> Supplied records

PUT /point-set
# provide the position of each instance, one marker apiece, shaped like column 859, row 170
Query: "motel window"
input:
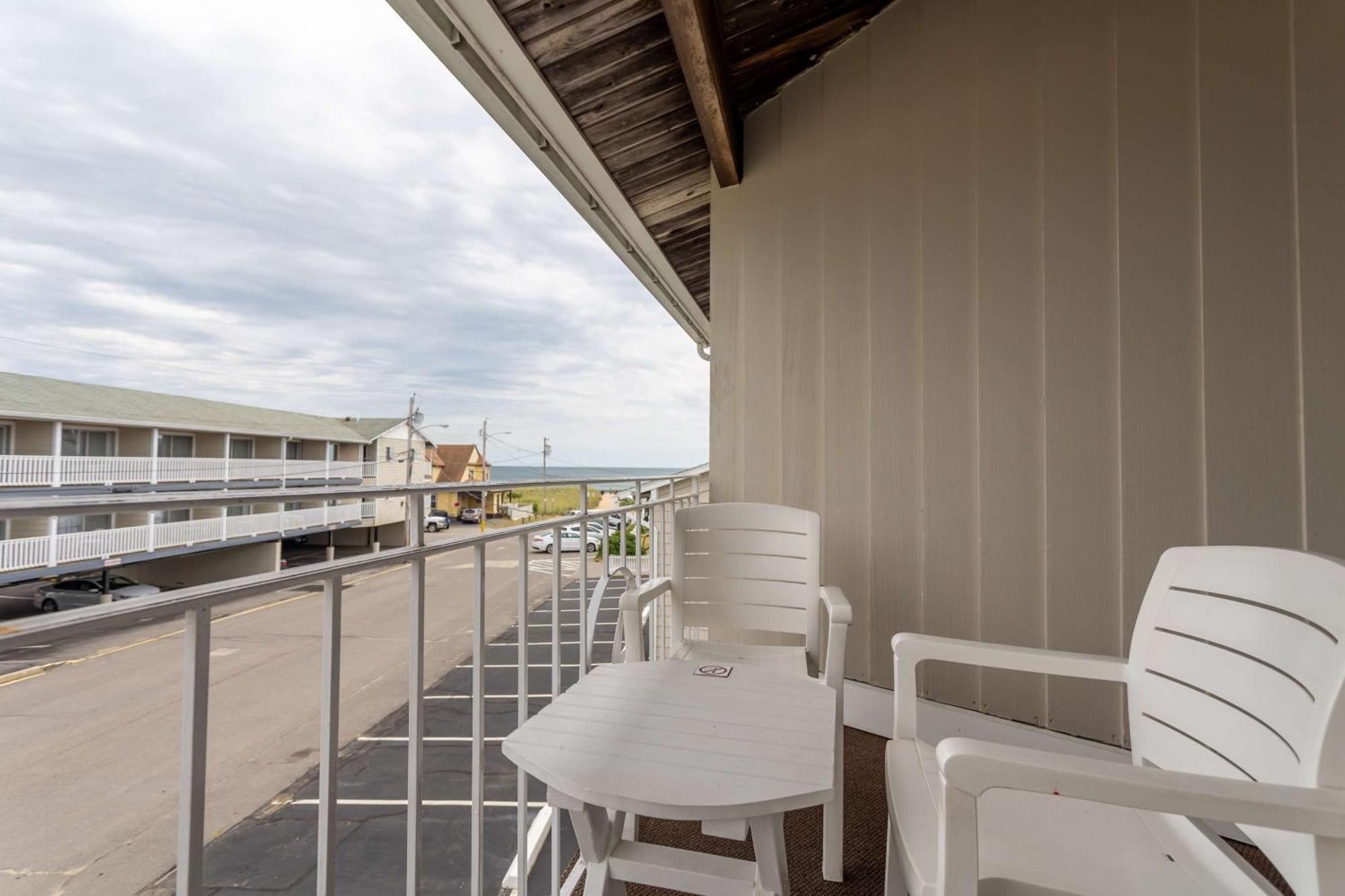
column 176, row 446
column 85, row 522
column 88, row 443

> Exercise goal
Rewrite the data above, replacing "marker" with "dot" and keeping everything else the same. Leave out the pictures.

> Solution to the problem
PUT /point-set
# provide the position of each instance, one dot apiece, shaped like column 859, row 170
Query: "motel window"
input:
column 176, row 446
column 85, row 522
column 88, row 443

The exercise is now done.